## Begin WORKING DATA

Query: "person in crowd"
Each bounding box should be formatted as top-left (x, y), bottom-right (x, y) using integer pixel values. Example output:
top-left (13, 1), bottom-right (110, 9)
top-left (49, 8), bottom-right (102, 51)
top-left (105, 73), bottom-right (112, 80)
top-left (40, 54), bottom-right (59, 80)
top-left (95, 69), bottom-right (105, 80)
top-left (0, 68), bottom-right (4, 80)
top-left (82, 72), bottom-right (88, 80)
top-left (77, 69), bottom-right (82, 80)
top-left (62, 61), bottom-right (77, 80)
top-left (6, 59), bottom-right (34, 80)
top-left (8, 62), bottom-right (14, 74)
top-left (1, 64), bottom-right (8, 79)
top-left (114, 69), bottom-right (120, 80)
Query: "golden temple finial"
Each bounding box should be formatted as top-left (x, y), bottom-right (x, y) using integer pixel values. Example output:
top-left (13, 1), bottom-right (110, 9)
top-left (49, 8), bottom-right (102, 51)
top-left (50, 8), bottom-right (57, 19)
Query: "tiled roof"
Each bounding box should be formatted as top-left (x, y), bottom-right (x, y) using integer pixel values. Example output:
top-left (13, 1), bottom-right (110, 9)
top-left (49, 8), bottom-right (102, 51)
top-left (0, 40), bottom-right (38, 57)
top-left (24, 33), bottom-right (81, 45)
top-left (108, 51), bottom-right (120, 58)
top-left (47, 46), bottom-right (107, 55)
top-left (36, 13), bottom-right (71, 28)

## End WORKING DATA

→ **WRITTEN REQUEST**:
Reproduce every line of the items above verbatim, with nothing changed.

→ **FINAL ANSWER**:
Query: "person in crowd"
Each bounding box should be formatted as top-left (x, y), bottom-right (x, y) using integer pixel values. Example output:
top-left (13, 1), bottom-right (110, 9)
top-left (49, 8), bottom-right (102, 51)
top-left (105, 73), bottom-right (112, 80)
top-left (40, 54), bottom-right (59, 80)
top-left (95, 69), bottom-right (105, 80)
top-left (0, 68), bottom-right (4, 80)
top-left (82, 72), bottom-right (88, 80)
top-left (77, 69), bottom-right (82, 80)
top-left (62, 61), bottom-right (77, 80)
top-left (6, 59), bottom-right (34, 80)
top-left (8, 62), bottom-right (14, 74)
top-left (1, 64), bottom-right (8, 79)
top-left (114, 69), bottom-right (120, 80)
Query: "golden temple finial"
Each bounding box should be formatted as top-left (x, y), bottom-right (x, y) using integer pixel values. Example output:
top-left (13, 1), bottom-right (110, 9)
top-left (49, 8), bottom-right (102, 51)
top-left (50, 8), bottom-right (57, 19)
Query: "tiled roof"
Each bounding box should be formatted as top-left (x, y), bottom-right (x, y) using integer pixel values. Example output:
top-left (13, 1), bottom-right (110, 9)
top-left (49, 8), bottom-right (102, 51)
top-left (0, 40), bottom-right (38, 57)
top-left (24, 33), bottom-right (81, 45)
top-left (108, 51), bottom-right (120, 58)
top-left (47, 46), bottom-right (107, 55)
top-left (36, 13), bottom-right (71, 28)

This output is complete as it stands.